The moral cost of this failure can be measured in the growing numbers of adults and children who go without checkups and other basic and preventive care, leaving them vulnerable to serious illness and struggling at school or work because of minor problems that easily could be cured with a doctor visit.

Now the economic imperative is coming into sharper focus as well. A new report by Families USA, an advocate for universal health care coverage, shows the financial stake all Americans have in expanding coverage as part of President Barack Obama's proposed health care reforms.

The report demonstrates that the so-called "hidden health tax" — the cost paid by insured Americans to subsidize care for the uninsured — grew to $1,017 for the typical family of four in 2008, up from $922 in 2005. As the ranks of the uninsured explode during this recession, those numbers are sure to skyrocket.

The conclusion is obvious. Rather than facing higher costs because of health care reform, taxpayers could see their overall financial outlook improve if we had a more efficient system of providing basic care to all Americans.

+ + + +

Prompt -> Decide whether each statement agrees with the passage on health care costs. Answer yes or no, and quote the deciding words of the passage. 1. The hidden health tax for a typical family of four reached $1,017 in 2008. 2. Families USA opposes universal health care coverage. 3. The hidden health tax is a cost paid by uninsured Americans.

Data below ->

+ + + +

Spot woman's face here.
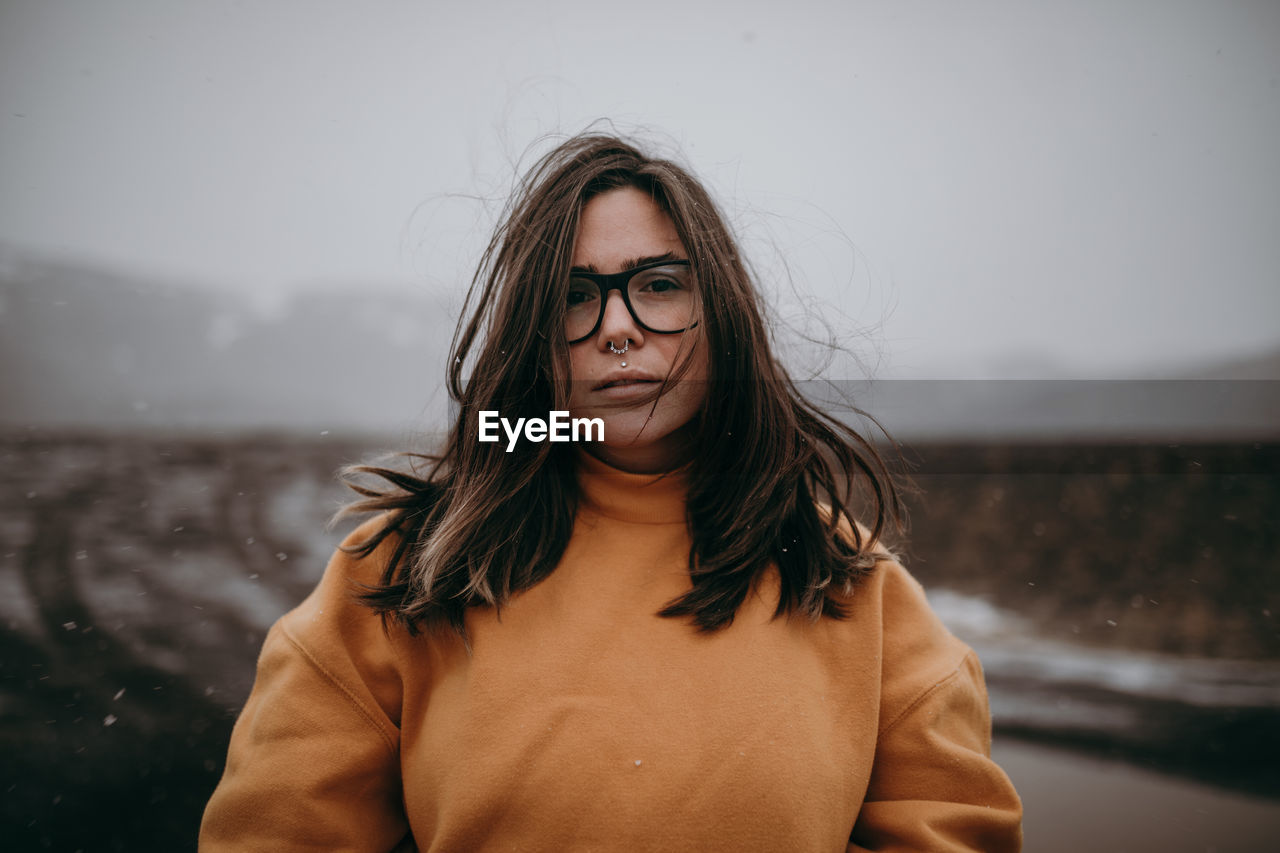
[568,187,707,473]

+ + + +

Exercise response ->
1. Yes: "grew to $1,017 for the typical family of four in 2008"
2. No: "an advocate for universal health care coverage"
3. No: "the cost paid by insured Americans to subsidize care for the uninsured"